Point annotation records
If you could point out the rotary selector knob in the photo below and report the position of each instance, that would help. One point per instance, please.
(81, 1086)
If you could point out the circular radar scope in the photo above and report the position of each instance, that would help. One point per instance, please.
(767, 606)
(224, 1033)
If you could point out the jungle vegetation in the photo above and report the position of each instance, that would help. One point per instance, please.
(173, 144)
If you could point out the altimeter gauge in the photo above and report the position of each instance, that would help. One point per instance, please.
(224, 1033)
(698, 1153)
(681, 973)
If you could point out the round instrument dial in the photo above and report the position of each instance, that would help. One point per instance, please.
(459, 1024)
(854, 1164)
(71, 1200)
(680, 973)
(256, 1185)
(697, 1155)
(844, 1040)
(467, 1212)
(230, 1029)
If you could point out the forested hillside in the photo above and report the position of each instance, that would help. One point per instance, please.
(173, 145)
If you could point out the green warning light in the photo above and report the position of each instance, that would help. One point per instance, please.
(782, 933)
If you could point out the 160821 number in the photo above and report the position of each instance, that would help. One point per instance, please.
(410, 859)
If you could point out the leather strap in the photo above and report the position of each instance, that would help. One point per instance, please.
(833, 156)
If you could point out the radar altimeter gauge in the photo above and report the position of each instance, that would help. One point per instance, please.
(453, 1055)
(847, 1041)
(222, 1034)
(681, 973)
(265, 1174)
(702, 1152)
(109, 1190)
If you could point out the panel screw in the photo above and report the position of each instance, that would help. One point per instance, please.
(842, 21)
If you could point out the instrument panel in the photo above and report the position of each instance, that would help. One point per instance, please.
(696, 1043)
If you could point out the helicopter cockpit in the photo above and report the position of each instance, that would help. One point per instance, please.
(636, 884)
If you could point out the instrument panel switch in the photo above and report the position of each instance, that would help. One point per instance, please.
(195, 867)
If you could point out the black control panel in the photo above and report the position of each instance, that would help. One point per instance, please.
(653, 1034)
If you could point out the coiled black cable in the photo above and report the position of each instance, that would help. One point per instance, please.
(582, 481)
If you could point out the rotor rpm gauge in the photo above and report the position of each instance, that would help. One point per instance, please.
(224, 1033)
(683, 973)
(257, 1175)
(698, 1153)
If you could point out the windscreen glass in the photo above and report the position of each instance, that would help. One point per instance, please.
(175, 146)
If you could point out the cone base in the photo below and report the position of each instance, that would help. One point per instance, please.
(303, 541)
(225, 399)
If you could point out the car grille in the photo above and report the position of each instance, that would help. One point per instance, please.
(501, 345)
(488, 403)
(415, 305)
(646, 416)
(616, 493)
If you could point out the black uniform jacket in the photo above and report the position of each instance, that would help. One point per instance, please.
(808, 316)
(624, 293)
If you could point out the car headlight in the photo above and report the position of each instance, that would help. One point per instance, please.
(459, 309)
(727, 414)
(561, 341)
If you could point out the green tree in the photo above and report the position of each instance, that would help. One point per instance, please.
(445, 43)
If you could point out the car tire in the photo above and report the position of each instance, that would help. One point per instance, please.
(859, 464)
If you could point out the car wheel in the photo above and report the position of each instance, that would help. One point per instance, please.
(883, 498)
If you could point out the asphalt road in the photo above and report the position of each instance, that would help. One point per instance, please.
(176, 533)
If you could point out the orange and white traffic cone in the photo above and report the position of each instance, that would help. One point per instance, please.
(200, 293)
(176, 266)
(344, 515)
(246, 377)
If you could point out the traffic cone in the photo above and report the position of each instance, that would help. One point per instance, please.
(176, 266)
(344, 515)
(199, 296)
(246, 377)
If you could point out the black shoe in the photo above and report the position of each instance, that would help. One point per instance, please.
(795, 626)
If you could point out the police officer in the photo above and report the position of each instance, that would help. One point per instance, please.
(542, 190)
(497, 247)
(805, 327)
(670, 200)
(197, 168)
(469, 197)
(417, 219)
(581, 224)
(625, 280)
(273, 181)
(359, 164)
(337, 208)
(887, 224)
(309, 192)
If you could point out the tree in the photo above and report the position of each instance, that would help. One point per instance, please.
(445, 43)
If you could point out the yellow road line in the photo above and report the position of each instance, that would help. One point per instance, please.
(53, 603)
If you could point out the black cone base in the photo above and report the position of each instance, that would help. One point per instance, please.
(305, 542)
--
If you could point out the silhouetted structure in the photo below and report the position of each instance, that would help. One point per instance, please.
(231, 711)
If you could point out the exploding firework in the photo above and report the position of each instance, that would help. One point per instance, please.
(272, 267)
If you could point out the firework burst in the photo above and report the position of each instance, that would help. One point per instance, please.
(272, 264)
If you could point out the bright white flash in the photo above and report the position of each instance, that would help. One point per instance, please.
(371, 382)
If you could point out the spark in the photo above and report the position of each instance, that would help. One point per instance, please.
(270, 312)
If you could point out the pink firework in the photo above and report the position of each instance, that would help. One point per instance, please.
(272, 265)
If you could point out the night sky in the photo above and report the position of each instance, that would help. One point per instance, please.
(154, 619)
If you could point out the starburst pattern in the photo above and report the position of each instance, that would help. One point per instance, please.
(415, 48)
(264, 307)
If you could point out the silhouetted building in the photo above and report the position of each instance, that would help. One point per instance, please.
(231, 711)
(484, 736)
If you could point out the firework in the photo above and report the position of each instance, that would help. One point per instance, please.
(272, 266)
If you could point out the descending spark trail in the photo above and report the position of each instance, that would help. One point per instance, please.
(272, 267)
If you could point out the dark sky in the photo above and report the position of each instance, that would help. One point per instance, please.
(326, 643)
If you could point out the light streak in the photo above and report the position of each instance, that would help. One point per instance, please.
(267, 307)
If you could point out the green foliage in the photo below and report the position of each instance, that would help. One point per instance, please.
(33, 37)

__EXERCISE OBJECTIVE__: Please copy out the lines above, starting with the line containing "If you could point out the 160821" and going on through the line containing "(653, 1034)", reproducing each one without any change. Include both of those lines and nothing else.

__OUTPUT OF THE TASK__:
If you could point out the 160821 number in the photo above and report the position of each instance, that would help. One point per instance, please.
(410, 859)
If you could point out the leather strap in the photo above and report the position of each instance, that would help. One point per instance, please.
(833, 156)
If you could point out the radar altimeter gauge in the photo above and report the position of each instance, that would help. One point per instance, please.
(453, 1055)
(847, 1041)
(222, 1034)
(681, 973)
(265, 1174)
(702, 1152)
(109, 1190)
If you could point out the panel screw in the photo above and report the position of each instance, that would help. One point per instance, please.
(842, 21)
If you could point out the instrument panel in the photo above and report the position of each instance, that would help. One point per instance, please.
(696, 1043)
If you could point out the helicopter cockpit in the photo above and report the position of each instance, that would help. One point per instance, please.
(636, 884)
If you could point out the instrument panel switch in the photo above and report the position of each instance, that would help. One point per instance, please.
(195, 867)
If you could point out the black control panel in the photo above and report the position of each instance, that would help. One point per instance, please.
(653, 1034)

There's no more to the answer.